Thanks for the link, Dr. Murphy!
Death by Suicide: The End of English Departments and Literacy
By Mary Grabar
"Who are you kidding?" I wanted to get up and ask the English professor who was giving a talk at the South Atlantic Modern Language Association convention in November. He was analyzing a graphic novel, the spaces between panels, the line widths of the panels, the lettering inside the "speech bubbles."
Maybe he was trying to keep his job in a field that by job postings indicates increasing irrelevance. Students are leaving English departments in droves. "This is a profession that is losing its will to live," proclaimed William Deresiewicz, former English professor himself, in 2008 in the pages of the Nation, no less.
It's been a death by slow suicide. The reference to "spaces" coming from the podium was the same kind of self-abusive parsing, I had seen applied by deconstructionists in the 1990s when I was a graduate student. The depressed patient, failing to see any worth in his work, had leveled the greatest works to "texts." Reading between the lines of "text" has evolved into reading the gaps between panels: "Lots of stuff happens in that silent space," said the professor.

#### TASK TO CARRY OUT:
Answer these questions about the article on English departments:
(a) At what event was the English professor giving his talk?
(b) In which publication, and in what year, did William Deresiewicz make his statement?
(c) What did the professor say about the silent space between panels?
The rows that follow were taken from a different source than the text.

#### Stored data entries:
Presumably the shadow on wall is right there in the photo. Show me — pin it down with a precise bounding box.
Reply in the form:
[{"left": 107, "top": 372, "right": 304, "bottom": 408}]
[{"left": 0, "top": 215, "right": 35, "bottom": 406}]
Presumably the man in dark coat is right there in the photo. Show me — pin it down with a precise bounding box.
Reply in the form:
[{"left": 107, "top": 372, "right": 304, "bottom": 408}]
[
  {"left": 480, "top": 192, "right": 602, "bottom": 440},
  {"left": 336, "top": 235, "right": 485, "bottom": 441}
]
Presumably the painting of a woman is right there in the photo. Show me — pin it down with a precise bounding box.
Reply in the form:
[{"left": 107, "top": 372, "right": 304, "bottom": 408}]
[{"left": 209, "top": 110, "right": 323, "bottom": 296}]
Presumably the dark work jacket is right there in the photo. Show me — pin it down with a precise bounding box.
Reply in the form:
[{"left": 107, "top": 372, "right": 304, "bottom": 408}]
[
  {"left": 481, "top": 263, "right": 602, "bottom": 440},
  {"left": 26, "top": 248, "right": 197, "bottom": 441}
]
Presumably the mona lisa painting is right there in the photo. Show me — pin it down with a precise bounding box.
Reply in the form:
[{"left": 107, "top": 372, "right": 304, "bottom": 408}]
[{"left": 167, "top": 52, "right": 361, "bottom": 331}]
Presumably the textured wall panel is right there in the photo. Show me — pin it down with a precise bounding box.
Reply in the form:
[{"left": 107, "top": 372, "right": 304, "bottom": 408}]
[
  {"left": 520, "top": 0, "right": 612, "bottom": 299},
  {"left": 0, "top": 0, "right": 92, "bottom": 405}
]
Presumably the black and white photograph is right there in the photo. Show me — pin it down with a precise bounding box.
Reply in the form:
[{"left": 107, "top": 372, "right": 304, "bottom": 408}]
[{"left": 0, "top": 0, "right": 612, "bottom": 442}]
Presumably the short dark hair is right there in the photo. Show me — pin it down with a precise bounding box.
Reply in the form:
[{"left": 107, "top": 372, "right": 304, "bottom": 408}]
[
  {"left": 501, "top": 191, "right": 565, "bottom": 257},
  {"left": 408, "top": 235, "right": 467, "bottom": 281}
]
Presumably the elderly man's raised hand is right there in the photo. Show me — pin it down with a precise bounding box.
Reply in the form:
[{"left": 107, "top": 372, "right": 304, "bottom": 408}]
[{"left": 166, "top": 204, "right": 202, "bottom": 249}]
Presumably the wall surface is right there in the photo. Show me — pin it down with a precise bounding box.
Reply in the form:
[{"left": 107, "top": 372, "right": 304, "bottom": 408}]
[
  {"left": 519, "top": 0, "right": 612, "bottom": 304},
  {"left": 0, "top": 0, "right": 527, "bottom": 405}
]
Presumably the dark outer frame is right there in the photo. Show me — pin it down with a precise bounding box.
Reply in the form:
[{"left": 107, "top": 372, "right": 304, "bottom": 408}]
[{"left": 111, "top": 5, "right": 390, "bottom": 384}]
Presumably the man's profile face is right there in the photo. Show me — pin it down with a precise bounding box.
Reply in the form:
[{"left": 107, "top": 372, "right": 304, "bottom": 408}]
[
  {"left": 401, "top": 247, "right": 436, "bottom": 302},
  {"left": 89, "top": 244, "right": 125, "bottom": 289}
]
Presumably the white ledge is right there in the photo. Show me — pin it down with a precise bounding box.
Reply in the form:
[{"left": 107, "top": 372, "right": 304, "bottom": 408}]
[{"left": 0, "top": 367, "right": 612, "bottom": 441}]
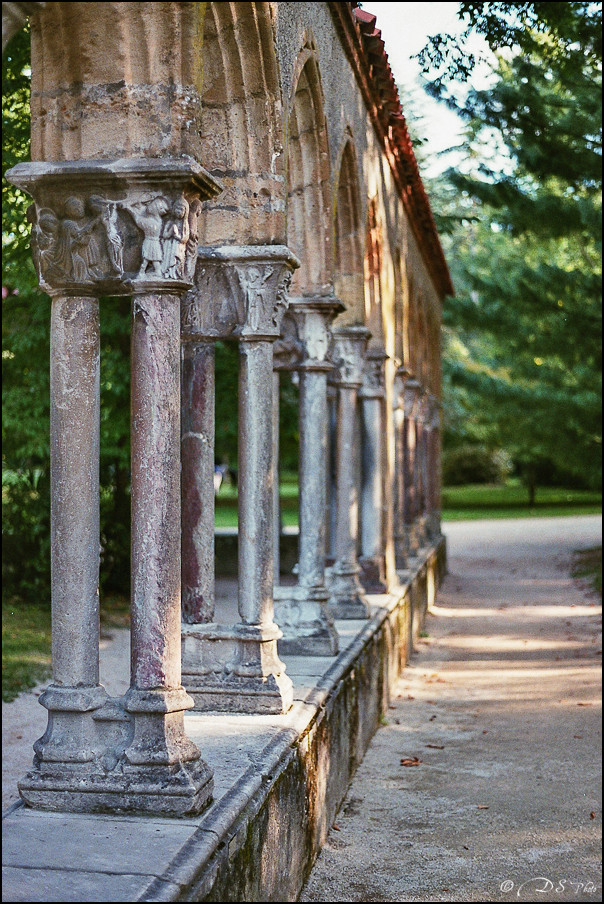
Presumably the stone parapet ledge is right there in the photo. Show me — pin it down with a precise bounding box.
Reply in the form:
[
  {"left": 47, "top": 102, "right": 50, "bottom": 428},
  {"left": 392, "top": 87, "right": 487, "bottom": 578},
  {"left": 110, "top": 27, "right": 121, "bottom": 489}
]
[{"left": 3, "top": 541, "right": 445, "bottom": 901}]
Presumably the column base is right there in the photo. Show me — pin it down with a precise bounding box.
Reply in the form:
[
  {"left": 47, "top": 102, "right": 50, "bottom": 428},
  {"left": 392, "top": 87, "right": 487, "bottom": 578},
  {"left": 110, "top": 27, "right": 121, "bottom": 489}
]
[
  {"left": 325, "top": 562, "right": 371, "bottom": 619},
  {"left": 19, "top": 760, "right": 214, "bottom": 816},
  {"left": 18, "top": 685, "right": 213, "bottom": 816},
  {"left": 359, "top": 556, "right": 388, "bottom": 593},
  {"left": 274, "top": 585, "right": 339, "bottom": 656},
  {"left": 182, "top": 623, "right": 294, "bottom": 714}
]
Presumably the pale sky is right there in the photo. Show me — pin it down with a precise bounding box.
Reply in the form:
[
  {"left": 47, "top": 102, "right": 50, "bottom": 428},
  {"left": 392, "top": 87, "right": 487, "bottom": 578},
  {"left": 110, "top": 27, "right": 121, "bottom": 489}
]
[{"left": 363, "top": 0, "right": 496, "bottom": 175}]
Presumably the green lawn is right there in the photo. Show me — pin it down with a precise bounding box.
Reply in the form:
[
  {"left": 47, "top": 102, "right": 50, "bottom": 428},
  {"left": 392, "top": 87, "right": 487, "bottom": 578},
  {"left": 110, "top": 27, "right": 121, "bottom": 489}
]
[{"left": 442, "top": 480, "right": 602, "bottom": 521}]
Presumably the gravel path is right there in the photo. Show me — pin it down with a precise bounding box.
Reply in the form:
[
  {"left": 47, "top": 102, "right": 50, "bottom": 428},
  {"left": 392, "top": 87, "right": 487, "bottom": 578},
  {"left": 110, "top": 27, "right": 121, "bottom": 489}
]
[{"left": 300, "top": 517, "right": 602, "bottom": 902}]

#### ANSWER:
(a) The South Atlantic Modern Language Association convention, in November.
(b) The Nation, in 2008.
(c) "Lots of stuff happens in that silent space."